*** SOURCE MATERIAL Section Begins ***
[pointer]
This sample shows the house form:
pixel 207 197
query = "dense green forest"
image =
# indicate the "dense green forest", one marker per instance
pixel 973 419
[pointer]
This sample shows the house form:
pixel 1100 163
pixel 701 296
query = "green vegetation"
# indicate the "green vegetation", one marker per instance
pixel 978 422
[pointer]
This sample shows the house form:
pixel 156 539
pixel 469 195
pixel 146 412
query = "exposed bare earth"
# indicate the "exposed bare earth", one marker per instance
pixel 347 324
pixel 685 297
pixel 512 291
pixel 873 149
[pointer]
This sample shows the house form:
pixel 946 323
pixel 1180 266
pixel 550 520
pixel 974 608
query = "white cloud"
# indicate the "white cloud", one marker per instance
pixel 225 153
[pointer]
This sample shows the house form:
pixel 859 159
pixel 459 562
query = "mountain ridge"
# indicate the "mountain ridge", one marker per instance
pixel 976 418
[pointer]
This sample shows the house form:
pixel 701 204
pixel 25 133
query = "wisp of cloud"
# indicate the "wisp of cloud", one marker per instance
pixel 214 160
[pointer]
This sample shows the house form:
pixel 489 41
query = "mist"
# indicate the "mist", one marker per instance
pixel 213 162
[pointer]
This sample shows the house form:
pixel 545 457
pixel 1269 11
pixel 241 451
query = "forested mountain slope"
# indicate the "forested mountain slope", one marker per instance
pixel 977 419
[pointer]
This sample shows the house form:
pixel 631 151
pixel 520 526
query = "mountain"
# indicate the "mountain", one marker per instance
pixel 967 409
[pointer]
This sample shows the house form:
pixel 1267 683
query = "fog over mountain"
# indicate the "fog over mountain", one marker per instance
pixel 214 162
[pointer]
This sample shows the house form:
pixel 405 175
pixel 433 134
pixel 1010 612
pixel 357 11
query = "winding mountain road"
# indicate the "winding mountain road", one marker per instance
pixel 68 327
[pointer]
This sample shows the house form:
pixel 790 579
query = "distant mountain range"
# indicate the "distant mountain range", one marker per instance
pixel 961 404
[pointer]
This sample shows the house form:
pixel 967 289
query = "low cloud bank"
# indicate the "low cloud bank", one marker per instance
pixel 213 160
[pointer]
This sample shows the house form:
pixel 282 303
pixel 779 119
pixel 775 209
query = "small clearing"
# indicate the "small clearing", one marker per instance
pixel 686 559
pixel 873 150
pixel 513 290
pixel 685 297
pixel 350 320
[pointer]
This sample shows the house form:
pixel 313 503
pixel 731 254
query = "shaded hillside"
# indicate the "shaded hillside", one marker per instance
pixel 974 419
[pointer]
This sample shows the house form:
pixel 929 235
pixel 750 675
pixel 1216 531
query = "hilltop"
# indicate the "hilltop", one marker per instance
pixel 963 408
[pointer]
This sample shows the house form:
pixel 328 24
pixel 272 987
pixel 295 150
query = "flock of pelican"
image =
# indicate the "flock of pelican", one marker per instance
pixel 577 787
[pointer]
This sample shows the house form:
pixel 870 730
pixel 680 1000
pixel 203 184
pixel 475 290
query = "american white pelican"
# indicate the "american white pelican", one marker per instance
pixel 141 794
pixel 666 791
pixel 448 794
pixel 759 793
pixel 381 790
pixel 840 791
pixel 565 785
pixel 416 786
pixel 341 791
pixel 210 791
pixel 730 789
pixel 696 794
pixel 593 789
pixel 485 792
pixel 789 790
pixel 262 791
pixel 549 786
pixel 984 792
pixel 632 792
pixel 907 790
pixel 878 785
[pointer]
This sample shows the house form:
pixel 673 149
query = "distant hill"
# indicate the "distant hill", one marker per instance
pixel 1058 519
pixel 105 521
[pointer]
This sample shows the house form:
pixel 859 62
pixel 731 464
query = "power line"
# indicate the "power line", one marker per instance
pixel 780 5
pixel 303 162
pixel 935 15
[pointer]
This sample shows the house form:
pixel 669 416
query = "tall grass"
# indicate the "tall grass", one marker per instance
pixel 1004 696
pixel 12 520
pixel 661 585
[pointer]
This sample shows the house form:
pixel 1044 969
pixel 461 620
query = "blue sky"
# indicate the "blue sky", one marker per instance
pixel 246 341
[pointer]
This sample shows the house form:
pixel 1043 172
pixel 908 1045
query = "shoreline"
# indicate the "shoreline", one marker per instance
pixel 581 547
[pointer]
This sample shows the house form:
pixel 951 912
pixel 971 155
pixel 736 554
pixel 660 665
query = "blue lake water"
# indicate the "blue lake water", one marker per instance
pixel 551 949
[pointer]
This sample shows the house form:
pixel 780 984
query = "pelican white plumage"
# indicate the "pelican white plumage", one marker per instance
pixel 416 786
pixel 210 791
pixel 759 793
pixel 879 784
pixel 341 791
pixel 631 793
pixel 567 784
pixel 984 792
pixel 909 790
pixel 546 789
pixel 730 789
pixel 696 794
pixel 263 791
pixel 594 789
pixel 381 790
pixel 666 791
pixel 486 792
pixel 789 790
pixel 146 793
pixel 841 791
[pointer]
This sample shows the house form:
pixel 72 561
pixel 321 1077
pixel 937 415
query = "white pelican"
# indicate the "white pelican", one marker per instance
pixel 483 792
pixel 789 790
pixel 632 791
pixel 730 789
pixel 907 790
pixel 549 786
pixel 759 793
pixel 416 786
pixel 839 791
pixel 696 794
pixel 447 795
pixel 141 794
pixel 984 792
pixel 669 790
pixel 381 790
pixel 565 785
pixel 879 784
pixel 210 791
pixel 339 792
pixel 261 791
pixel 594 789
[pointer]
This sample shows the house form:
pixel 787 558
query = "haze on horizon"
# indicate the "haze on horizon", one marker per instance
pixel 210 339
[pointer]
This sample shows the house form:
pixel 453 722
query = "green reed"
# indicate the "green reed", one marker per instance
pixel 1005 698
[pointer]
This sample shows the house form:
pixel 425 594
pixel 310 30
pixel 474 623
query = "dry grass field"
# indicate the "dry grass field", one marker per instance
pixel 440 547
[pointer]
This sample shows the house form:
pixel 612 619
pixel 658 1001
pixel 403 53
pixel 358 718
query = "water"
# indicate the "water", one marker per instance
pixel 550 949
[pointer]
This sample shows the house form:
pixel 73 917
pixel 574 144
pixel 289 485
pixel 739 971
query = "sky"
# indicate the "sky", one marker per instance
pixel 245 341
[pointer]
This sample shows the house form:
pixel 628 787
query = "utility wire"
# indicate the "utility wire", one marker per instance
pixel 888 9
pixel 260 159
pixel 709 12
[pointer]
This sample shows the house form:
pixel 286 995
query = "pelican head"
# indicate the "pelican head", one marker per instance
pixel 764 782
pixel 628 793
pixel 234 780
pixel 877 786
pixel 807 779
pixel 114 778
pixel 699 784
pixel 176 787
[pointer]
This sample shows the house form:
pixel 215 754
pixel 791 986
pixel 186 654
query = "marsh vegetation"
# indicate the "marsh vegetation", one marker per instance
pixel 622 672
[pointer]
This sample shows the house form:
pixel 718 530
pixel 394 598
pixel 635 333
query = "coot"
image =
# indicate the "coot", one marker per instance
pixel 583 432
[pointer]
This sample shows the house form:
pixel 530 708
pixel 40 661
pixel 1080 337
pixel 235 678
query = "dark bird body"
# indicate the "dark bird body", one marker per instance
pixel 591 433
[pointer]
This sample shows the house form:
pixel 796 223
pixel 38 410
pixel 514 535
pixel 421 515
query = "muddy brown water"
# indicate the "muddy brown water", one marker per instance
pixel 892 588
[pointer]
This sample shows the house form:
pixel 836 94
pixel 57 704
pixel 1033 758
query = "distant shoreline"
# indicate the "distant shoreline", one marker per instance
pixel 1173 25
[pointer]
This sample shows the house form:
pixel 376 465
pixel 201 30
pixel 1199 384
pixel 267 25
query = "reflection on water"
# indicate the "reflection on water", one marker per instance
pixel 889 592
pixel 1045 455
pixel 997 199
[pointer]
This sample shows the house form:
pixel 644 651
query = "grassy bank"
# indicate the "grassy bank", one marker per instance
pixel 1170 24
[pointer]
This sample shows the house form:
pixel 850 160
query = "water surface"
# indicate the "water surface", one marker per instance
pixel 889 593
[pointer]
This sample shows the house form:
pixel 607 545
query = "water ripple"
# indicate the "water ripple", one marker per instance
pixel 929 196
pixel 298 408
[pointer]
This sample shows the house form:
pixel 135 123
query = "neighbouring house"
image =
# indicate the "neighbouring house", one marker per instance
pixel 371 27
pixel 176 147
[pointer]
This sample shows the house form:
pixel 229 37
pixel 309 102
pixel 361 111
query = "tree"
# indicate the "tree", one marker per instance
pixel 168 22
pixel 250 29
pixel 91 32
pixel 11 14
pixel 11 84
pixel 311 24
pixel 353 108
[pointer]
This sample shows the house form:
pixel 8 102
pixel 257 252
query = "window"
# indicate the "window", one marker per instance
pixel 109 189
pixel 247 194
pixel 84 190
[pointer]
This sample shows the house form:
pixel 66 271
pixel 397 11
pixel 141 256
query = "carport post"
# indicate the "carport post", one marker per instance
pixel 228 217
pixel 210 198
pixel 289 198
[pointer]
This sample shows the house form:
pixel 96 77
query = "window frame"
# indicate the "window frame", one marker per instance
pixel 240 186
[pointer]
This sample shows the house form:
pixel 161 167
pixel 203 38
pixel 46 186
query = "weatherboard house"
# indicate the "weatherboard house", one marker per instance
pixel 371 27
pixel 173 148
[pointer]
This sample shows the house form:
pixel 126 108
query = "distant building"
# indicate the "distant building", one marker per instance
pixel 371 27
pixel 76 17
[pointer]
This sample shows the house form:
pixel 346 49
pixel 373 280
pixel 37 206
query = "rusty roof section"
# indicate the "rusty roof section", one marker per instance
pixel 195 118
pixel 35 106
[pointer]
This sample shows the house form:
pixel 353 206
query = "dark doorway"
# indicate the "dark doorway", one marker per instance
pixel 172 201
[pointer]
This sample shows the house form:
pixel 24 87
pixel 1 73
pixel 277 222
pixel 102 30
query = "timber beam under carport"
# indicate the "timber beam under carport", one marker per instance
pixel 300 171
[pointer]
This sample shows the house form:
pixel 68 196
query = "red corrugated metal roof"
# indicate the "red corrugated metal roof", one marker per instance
*** SOURCE MATERIAL Section Ends ***
» TASK INSTRUCTIONS: The string "corrugated": state how many lines above contain it, giving nothing but the number.

» EXERCISE RESPONSE: 2